* Exercise goal *
Print the lines word for word, beginning at the line that contains "red car, placing" and ending after the line that contains "<point>756,455</point>".

[Records pointing to named objects]

# # # # #

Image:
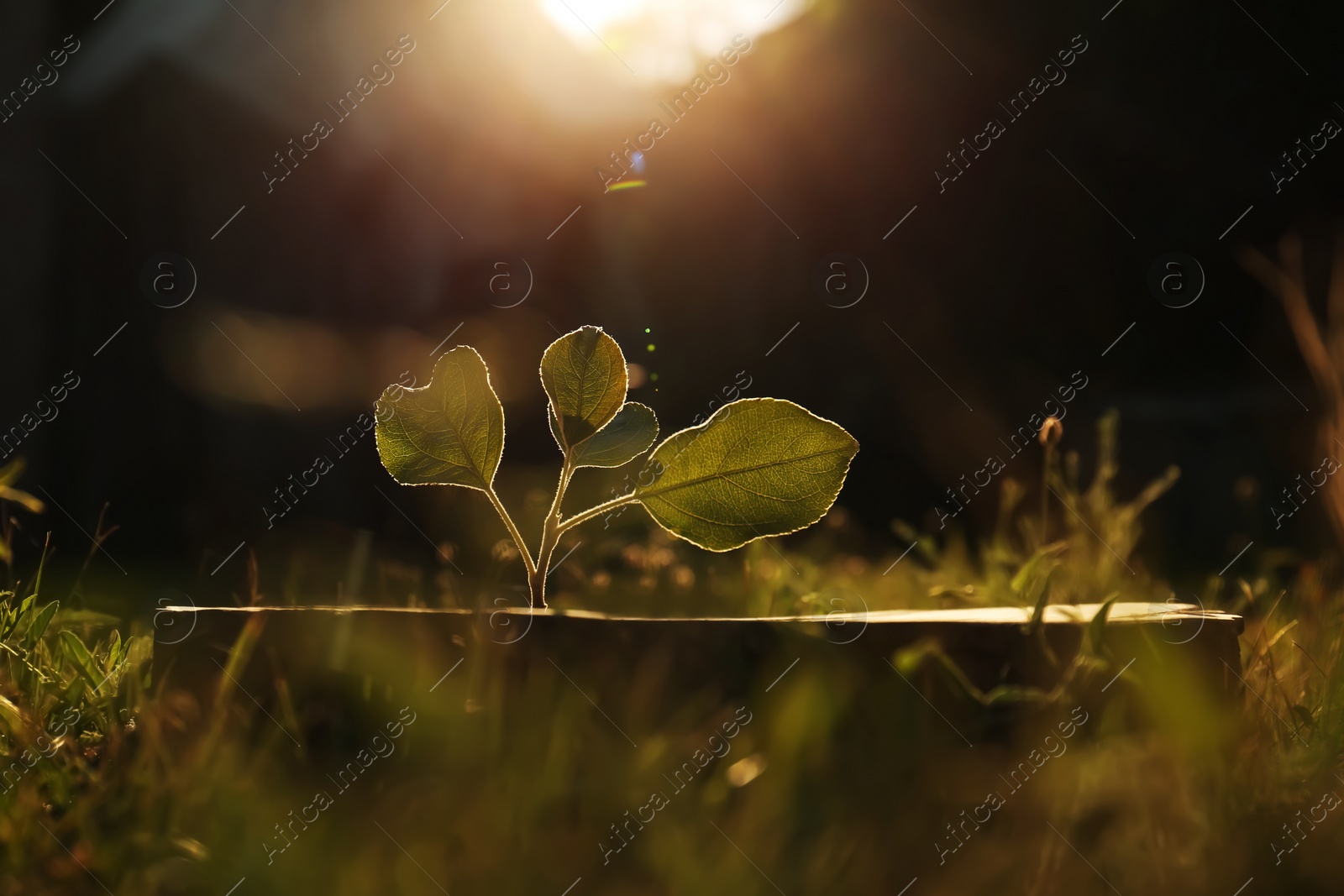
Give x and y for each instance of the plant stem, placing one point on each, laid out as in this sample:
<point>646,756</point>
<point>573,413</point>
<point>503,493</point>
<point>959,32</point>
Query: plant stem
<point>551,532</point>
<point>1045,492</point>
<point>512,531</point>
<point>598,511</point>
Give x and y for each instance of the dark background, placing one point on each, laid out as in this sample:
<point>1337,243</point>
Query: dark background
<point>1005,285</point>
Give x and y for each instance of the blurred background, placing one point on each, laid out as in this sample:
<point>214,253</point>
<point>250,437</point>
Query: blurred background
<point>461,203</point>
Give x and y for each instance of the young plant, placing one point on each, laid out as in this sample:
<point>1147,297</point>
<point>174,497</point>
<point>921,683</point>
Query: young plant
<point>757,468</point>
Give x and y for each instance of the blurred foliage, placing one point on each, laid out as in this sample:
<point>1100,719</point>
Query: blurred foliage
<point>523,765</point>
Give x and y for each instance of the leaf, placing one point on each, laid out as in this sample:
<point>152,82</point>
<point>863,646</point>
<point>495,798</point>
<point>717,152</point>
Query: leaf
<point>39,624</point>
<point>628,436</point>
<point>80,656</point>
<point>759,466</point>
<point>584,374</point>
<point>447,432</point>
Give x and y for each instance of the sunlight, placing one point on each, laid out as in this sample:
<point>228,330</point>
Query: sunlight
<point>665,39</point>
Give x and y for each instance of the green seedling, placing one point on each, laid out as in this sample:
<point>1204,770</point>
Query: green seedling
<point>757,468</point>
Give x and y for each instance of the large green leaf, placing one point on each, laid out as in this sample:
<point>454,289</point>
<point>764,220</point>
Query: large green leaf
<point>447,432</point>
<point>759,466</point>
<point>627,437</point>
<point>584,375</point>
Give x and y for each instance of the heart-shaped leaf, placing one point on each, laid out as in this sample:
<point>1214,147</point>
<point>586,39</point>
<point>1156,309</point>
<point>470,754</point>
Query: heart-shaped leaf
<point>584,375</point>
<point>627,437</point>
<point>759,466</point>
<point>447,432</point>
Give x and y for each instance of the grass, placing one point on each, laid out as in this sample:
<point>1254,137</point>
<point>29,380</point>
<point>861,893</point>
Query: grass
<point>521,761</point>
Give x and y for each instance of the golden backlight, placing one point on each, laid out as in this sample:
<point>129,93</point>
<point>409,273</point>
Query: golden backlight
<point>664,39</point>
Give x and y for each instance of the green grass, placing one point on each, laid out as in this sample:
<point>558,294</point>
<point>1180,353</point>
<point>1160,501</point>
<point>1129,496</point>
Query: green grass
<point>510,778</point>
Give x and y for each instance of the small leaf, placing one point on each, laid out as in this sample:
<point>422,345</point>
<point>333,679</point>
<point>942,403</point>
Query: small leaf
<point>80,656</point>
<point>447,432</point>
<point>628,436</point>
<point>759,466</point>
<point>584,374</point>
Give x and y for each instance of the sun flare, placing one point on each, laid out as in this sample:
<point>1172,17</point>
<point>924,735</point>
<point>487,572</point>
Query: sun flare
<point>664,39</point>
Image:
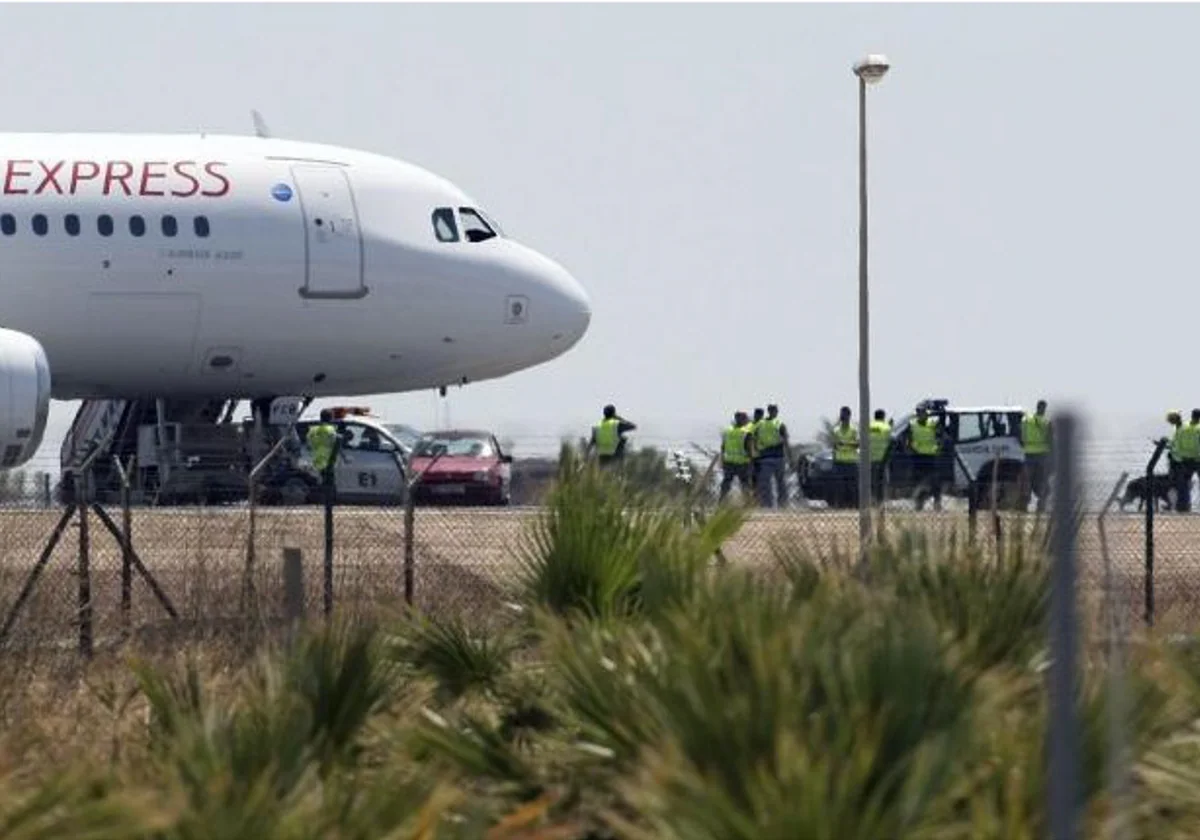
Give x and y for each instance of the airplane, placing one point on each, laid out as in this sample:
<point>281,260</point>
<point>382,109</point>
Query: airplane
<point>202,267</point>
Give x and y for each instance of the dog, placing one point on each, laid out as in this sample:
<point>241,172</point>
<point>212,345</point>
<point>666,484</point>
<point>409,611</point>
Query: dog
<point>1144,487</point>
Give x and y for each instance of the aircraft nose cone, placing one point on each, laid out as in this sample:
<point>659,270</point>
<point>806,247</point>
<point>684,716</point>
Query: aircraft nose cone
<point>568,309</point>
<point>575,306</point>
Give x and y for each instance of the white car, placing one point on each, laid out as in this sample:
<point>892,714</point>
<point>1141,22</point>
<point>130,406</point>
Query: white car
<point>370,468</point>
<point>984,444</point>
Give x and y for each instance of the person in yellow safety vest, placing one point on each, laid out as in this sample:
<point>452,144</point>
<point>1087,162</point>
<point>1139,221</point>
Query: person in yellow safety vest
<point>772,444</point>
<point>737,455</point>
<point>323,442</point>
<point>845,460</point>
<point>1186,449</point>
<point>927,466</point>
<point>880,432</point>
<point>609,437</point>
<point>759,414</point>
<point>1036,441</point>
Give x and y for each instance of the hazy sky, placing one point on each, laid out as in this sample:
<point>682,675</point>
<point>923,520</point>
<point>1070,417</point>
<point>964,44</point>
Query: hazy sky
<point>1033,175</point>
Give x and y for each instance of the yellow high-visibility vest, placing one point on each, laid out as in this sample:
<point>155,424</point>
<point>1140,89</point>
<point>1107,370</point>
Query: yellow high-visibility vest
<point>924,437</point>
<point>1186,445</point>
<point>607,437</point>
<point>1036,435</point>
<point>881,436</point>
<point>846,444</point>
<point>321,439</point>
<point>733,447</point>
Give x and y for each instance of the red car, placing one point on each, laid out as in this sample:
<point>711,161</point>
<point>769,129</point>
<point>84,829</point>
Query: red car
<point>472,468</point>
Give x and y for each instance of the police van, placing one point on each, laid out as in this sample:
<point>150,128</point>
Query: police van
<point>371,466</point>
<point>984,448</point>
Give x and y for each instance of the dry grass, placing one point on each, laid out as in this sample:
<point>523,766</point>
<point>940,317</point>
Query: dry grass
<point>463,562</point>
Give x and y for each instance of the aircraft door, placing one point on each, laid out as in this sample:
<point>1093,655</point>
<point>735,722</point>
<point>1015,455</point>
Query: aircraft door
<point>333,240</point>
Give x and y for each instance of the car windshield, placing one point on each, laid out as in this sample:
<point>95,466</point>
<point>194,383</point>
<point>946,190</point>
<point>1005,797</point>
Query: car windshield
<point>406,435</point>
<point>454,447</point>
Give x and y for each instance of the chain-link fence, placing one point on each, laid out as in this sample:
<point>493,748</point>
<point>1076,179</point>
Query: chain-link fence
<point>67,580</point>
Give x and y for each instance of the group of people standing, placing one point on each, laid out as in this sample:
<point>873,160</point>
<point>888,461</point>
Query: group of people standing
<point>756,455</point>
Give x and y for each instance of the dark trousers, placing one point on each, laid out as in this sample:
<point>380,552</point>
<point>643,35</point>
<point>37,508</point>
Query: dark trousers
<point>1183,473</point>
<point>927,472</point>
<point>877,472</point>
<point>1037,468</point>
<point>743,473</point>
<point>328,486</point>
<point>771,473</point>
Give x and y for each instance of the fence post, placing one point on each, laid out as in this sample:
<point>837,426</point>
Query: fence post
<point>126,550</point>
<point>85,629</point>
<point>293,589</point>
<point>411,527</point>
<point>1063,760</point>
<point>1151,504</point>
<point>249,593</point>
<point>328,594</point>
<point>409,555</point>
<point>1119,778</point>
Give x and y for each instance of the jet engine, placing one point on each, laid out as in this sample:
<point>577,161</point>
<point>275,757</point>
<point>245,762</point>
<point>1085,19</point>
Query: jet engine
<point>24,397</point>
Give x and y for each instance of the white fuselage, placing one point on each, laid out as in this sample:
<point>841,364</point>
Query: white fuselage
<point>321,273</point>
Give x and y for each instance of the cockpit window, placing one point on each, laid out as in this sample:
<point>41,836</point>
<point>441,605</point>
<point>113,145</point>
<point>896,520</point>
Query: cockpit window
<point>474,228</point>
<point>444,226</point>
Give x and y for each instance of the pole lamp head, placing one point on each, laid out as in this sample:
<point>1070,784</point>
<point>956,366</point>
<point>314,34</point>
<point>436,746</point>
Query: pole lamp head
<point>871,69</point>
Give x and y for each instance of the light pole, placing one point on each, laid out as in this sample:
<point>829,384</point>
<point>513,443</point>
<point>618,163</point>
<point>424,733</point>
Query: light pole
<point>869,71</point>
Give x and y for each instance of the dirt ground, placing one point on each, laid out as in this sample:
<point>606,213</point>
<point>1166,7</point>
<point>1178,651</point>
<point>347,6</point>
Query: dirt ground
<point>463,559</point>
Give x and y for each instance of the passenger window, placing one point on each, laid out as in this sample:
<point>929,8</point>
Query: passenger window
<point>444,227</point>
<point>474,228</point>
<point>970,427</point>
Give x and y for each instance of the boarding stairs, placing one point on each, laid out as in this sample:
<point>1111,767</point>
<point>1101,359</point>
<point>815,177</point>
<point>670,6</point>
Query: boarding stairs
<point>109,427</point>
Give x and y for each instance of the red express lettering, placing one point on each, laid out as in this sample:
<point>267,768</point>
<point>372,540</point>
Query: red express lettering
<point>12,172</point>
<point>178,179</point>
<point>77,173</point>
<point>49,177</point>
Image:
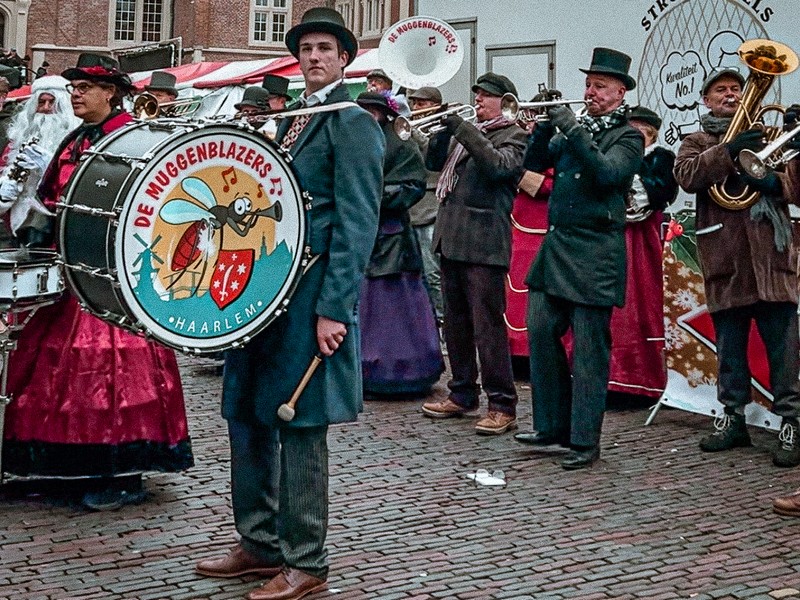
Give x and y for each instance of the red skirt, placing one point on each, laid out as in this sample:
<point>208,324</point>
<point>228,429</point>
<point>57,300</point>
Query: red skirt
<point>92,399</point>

# # # # #

* Output below *
Give x and y for each instance of the red car, placing one point on each, laid out as in this sample:
<point>711,161</point>
<point>769,129</point>
<point>84,829</point>
Query: red car
<point>472,468</point>
Give x and y for each instance of the police van, placing one point on each, laid out as in this sample:
<point>150,128</point>
Query: police van
<point>371,466</point>
<point>984,448</point>
Give x and y for each instance of the dry grass, placing one point on each, laid out as in this sample:
<point>523,766</point>
<point>940,317</point>
Query: dry grass
<point>463,562</point>
Give x and y for each instance of the aircraft door, placing one point on each, laid out as in this sample:
<point>1093,655</point>
<point>735,722</point>
<point>1015,455</point>
Query: aircraft door
<point>333,240</point>
Give x and y for each instance of the car windshield, placing one point on each, laid out as in this sample:
<point>95,466</point>
<point>194,383</point>
<point>946,190</point>
<point>1005,797</point>
Query: car windshield
<point>406,435</point>
<point>454,447</point>
Give x and y for each instance of the chain-link fence, placing one point on each, laid out as in this sample:
<point>493,748</point>
<point>1076,179</point>
Query: chain-link fence
<point>67,580</point>
Give x and y for each instance of the group of people standing, placing one point on each, laid out as in this sample:
<point>873,160</point>
<point>888,461</point>
Query: group of people standing
<point>756,455</point>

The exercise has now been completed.